● **Document excerpt**:
# # # #
15 KiB
CLAUDE.md
Operating instructions for Claude Code on this project. Read this fully before planning or editing. These are decisions, not suggestions — do not re-derive or override them without asking.
Project goal
Build the AI Job Source Agent: a Python pipeline that, for recently posted LinkedIn jobs, produces records of the form:
company_name, career_page_url, open_position_url
It runs in configurable batches, on a schedule, and is incremental — re-runs process only NEW jobs. The output is a CSV at output/results.csv plus rows in a local database.
The four logical steps:
- From LinkedIn job listings, get company name and company website URL.
- From the company website, find the careers/jobs page URL.
- From the careers page, get one open position URL.
- Emit
company_name, career_page_url, open_position_url.
Architecture decisions (non-negotiable)
This is a WORKFLOW, not a multi-agent system. The orchestrator is plain code (Prefect), not an LLM. Most stages are deterministic. Genuine LLM agency appears in exactly one place: the last-resort fallback for steps 2–3.
- Stage 1 (ingestion) uses a managed data API — NEVER browser automation on LinkedIn. LinkedIn is a hostile anti-bot target and browser agents get blocked / require login (ToS + ban risk). Default provider is JobSpy (free); Apify is a drop-in alternative behind the same interface. No hand-built LinkedIn crawler.
# # # #
(Records from a data source)

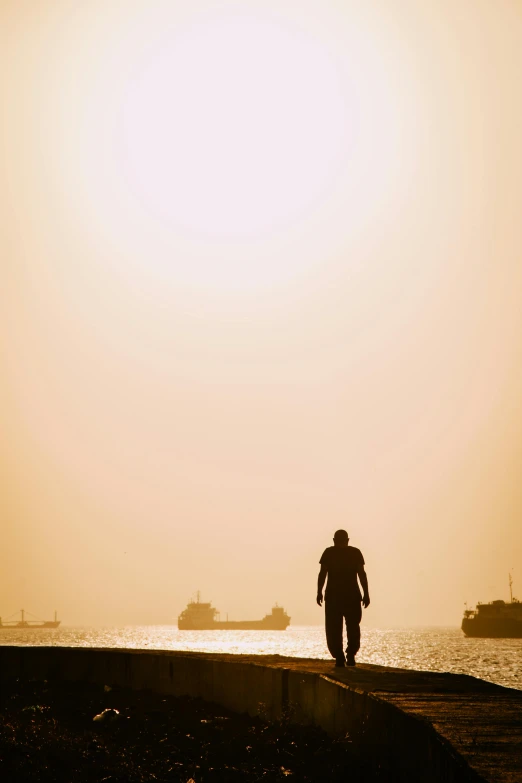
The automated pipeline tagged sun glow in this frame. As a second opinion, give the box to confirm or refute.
[39,6,406,290]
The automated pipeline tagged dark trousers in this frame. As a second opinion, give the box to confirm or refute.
[324,598,362,659]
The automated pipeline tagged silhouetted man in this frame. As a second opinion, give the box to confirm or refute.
[317,530,370,666]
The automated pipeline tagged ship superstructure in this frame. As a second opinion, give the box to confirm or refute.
[178,592,291,631]
[0,609,61,631]
[461,574,522,639]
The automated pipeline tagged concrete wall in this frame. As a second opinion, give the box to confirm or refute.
[0,646,483,783]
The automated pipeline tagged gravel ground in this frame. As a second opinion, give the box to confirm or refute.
[0,681,390,783]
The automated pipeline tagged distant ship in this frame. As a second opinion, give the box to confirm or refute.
[0,609,61,631]
[178,593,290,631]
[462,574,522,639]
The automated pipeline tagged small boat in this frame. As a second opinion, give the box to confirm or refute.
[178,592,290,631]
[461,574,522,639]
[0,609,61,631]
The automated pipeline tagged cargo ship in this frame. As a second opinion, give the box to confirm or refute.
[178,593,290,631]
[0,609,61,631]
[461,574,522,639]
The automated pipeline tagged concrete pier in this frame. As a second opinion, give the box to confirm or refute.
[0,647,522,783]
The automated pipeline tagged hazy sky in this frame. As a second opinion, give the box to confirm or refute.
[0,0,522,626]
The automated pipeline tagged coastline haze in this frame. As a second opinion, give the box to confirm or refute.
[0,0,522,627]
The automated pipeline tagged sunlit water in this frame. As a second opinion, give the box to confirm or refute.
[0,625,522,690]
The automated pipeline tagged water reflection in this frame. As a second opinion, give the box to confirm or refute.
[0,625,522,689]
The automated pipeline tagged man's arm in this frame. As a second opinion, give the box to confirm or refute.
[357,563,370,609]
[317,563,328,606]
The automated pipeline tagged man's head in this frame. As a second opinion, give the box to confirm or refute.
[334,530,349,546]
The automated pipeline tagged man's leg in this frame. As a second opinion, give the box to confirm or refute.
[344,601,362,666]
[324,600,344,663]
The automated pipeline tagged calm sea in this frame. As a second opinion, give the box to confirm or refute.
[0,625,522,690]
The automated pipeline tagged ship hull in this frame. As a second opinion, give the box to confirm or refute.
[0,620,61,631]
[178,620,289,631]
[462,618,522,639]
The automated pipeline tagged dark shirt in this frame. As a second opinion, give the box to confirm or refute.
[319,546,364,601]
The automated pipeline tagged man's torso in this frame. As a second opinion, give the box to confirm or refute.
[319,546,364,601]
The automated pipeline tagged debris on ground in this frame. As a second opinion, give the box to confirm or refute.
[0,680,391,783]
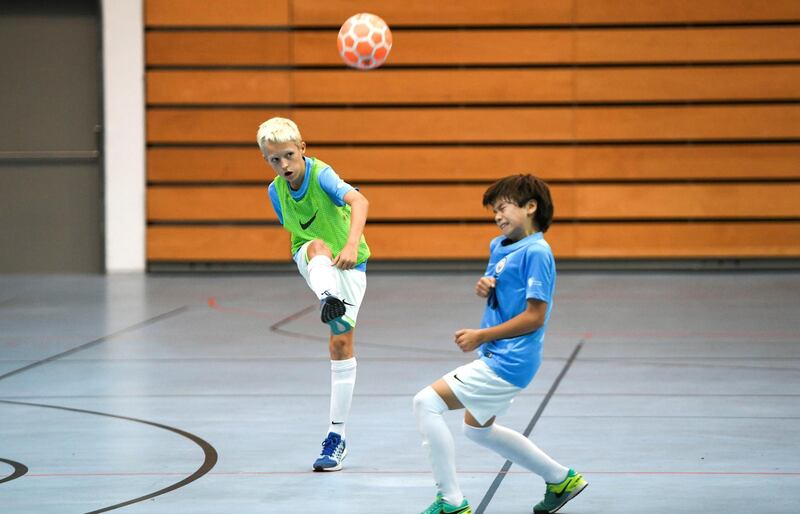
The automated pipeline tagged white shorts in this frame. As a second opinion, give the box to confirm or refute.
[442,359,522,425]
[294,241,367,327]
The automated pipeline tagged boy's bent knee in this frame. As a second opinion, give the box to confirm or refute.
[413,386,447,414]
[461,422,494,438]
[306,239,333,260]
[328,330,353,360]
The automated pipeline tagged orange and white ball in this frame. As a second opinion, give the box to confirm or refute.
[336,13,392,70]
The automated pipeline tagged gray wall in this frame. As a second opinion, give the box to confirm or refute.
[0,0,103,272]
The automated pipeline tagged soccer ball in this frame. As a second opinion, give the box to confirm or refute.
[336,13,392,70]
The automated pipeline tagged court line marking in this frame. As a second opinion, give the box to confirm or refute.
[475,339,585,514]
[17,469,800,478]
[0,457,28,484]
[207,296,462,357]
[0,305,189,381]
[0,400,218,514]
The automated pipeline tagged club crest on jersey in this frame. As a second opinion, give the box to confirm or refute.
[494,257,508,275]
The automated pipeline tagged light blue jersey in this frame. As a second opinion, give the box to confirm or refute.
[477,232,556,388]
[269,157,367,271]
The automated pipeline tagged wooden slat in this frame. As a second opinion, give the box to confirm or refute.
[554,222,800,259]
[147,184,800,221]
[292,0,572,26]
[564,183,800,220]
[144,0,291,27]
[294,27,800,65]
[147,66,800,105]
[147,222,800,262]
[147,105,800,144]
[145,31,290,66]
[575,27,800,62]
[146,27,800,66]
[145,0,800,27]
[575,0,800,24]
[147,142,800,183]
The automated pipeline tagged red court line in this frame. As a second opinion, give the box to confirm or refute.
[25,469,800,478]
[207,296,800,341]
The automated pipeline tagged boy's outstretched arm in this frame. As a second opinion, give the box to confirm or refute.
[333,189,369,270]
[455,298,547,352]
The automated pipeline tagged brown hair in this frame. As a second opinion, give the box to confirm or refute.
[483,174,553,232]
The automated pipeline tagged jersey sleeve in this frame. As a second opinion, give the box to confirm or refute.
[525,246,555,303]
[318,166,354,207]
[269,184,283,225]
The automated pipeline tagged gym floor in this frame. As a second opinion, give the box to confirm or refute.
[0,271,800,514]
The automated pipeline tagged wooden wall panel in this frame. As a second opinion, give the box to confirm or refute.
[292,0,573,27]
[145,0,800,27]
[144,0,289,27]
[147,105,800,144]
[147,142,800,184]
[574,0,800,24]
[147,66,800,105]
[147,183,800,222]
[147,222,800,262]
[146,27,800,67]
[145,31,290,67]
[145,0,800,263]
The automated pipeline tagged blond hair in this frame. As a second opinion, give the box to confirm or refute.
[256,117,303,152]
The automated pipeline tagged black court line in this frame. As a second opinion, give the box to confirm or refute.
[0,457,28,484]
[475,339,584,514]
[0,400,218,514]
[0,305,189,380]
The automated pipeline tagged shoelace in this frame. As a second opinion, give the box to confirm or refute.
[322,437,339,457]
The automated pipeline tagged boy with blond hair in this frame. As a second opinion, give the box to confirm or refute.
[256,117,370,471]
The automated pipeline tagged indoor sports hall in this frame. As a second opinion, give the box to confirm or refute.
[0,0,800,514]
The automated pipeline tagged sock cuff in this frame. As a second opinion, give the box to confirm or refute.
[414,386,449,414]
[461,421,495,439]
[307,254,333,269]
[331,357,356,373]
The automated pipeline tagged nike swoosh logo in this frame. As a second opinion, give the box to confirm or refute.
[300,211,319,230]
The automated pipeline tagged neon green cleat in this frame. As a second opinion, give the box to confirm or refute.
[533,469,589,514]
[421,493,472,514]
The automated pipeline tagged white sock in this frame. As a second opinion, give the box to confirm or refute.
[307,255,339,300]
[328,357,356,439]
[463,423,569,484]
[414,386,464,505]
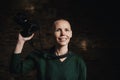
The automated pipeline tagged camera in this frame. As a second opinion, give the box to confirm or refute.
[14,13,39,37]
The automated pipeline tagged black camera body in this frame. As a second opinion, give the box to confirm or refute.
[14,13,39,37]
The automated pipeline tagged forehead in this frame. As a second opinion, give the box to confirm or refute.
[54,20,71,29]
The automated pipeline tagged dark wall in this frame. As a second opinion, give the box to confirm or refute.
[0,0,120,80]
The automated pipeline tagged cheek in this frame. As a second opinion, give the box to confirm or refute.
[54,32,60,38]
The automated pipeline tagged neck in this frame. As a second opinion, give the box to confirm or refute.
[55,45,68,56]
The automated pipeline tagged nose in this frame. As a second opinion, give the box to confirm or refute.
[61,30,65,36]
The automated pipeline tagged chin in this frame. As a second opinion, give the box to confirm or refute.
[59,42,68,46]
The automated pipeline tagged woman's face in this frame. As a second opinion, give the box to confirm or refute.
[54,20,72,46]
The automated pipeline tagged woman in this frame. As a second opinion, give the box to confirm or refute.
[11,19,86,80]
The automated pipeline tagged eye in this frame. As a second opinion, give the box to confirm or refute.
[55,29,60,32]
[65,28,70,31]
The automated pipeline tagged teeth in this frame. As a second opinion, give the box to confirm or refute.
[60,38,66,41]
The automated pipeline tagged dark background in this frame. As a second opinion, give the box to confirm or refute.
[0,0,120,80]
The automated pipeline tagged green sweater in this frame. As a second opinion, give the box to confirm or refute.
[11,51,86,80]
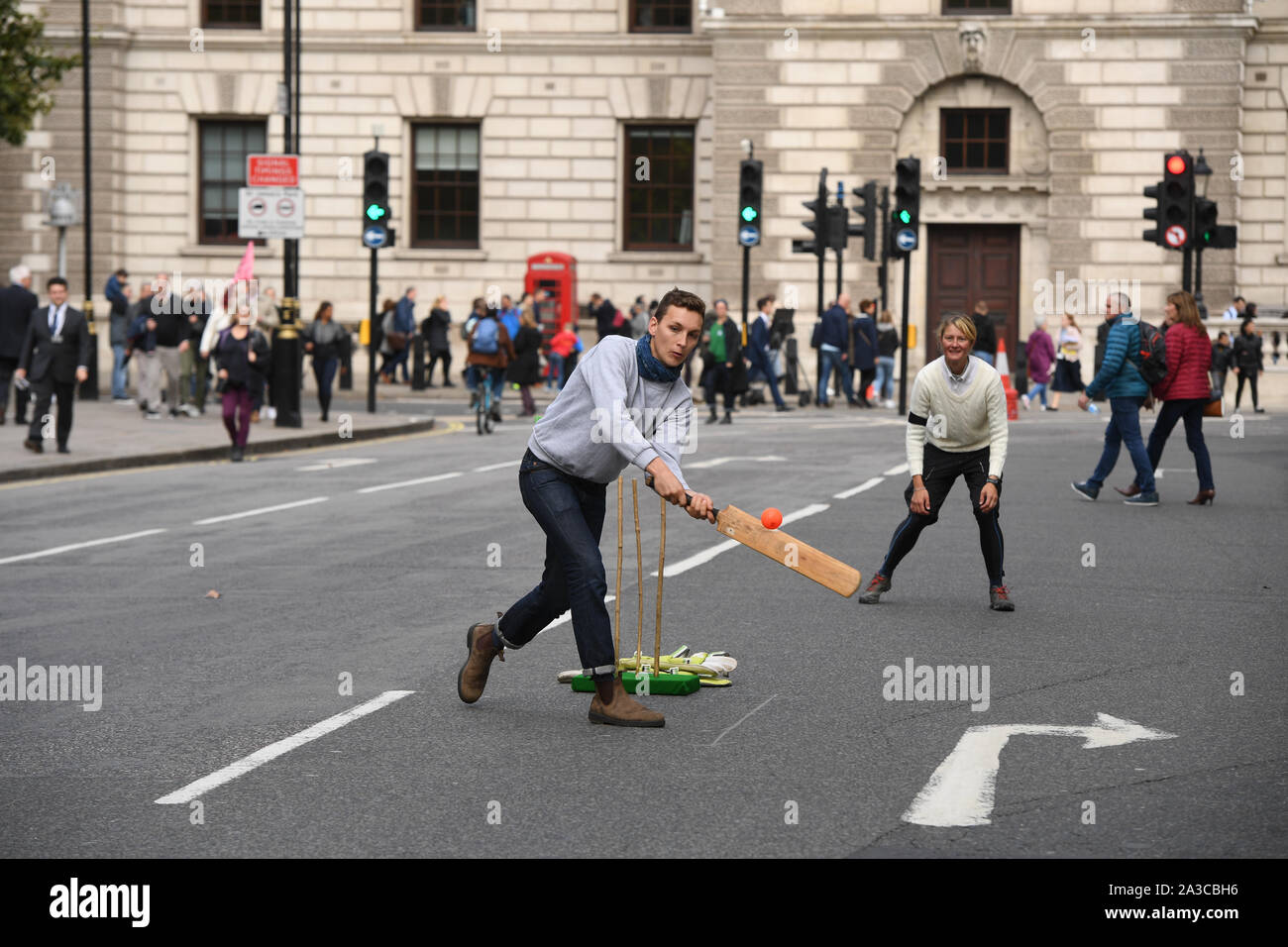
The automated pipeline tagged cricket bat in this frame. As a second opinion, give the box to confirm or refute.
[644,474,863,598]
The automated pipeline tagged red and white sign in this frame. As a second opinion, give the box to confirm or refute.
[246,155,300,187]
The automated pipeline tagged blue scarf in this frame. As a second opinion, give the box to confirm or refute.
[635,333,680,381]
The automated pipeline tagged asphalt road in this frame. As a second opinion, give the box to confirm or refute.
[0,399,1288,857]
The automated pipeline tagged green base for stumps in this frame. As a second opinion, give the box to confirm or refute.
[572,672,700,695]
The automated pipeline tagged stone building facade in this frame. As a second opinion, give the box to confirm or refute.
[0,0,1288,375]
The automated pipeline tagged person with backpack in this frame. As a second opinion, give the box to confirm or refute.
[215,303,269,463]
[1069,292,1166,506]
[1115,292,1216,506]
[505,305,541,417]
[465,309,518,421]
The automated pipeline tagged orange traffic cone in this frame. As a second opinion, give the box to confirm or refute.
[997,339,1020,421]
# # # #
● **Problem requirements**: Translate this sentence from the project instructions into Spanish: "The orchestrator is plain code (Prefect), not an LLM."

● **Finished task**: El orquestador es código simple (Prefect), no un LLM.